* [STUDY TEXT]:
::::
At the time we took out the 30 year policies, we were 36 and 38. My policy was £31.50 per month as I have absolutely no health issues, and EXDP's was £48.70 as he had a disclosable health condition. Unless you're currently at deaths door with ill health, if you're a similar age you'll probably find policies similarly priced, perhaps up to £50.

I suggest you go to a specialist advisor, who will be able to help you. From memory we didn't pay them, as they got commission from the insurance company that we took policies out with.

mobear · 17/10/2021 23:49

We took out insurance on DP to cover the entire mortgage in the event of his death. He is a very high earner, and I couldn’t afford the mortgage on my salary, but I could afford everything else. DC is 1. We both have policies that cover us if we become unwell through work.
::::
* [PROBLEM A]:
In the posts on life insurance, how much per month did the first writer pay for their own 30-year policy?
* [PROBLEM B]:
Say whether each statement agrees with the posts on life insurance, answering yes or no and quoting the deciding words. (i) EXDP's policy cost more because of a disclosable health condition. (ii) The first writer paid the specialist advisor a fee. (iii) mobear's insurance on DP covers the entire mortgage if he dies.
* [PROBLEM C]:
From the posts on life insurance, copy out the passage from "At the time" up to and including "unwell through work.".

* [COLLECTED DATA]:
::::
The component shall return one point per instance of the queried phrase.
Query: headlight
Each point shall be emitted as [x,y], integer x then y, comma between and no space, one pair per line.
::::
* [WRITTEN SOLUTION A]:
£31.50 per month.

* [WRITTEN SOLUTION B]:
(i) Yes: "EXDP's was £48.70 as he had a disclosable health condition"
(ii) No: "From memory we didn't pay them, as they got commission from the insurance company that we took policies out with."
(iii) Yes: "We took out insurance on DP to cover the entire mortgage in the event of his death."

* [WRITTEN SOLUTION C]:
At the time we took out the 30 year policies, we were 36 and 38. My policy was £31.50 per month as I have absolutely no health issues, and EXDP's was £48.70 as he had a disclosable health condition. Unless you're currently at deaths door with ill health, if you're a similar age you'll probably find policies similarly priced, perhaps up to £50.

I suggest you go to a specialist advisor, who will be able to help you. From memory we didn't pay them, as they got commission from the insurance company that we took policies out with.

mobear · 17/10/2021 23:49

We took out insurance on DP to cover the entire mortgage in the event of his death. He is a very high earner, and I couldn’t afford the mortgage on my salary, but I could afford everything else. DC is 1. We both have policies that cover us if we become unwell through work.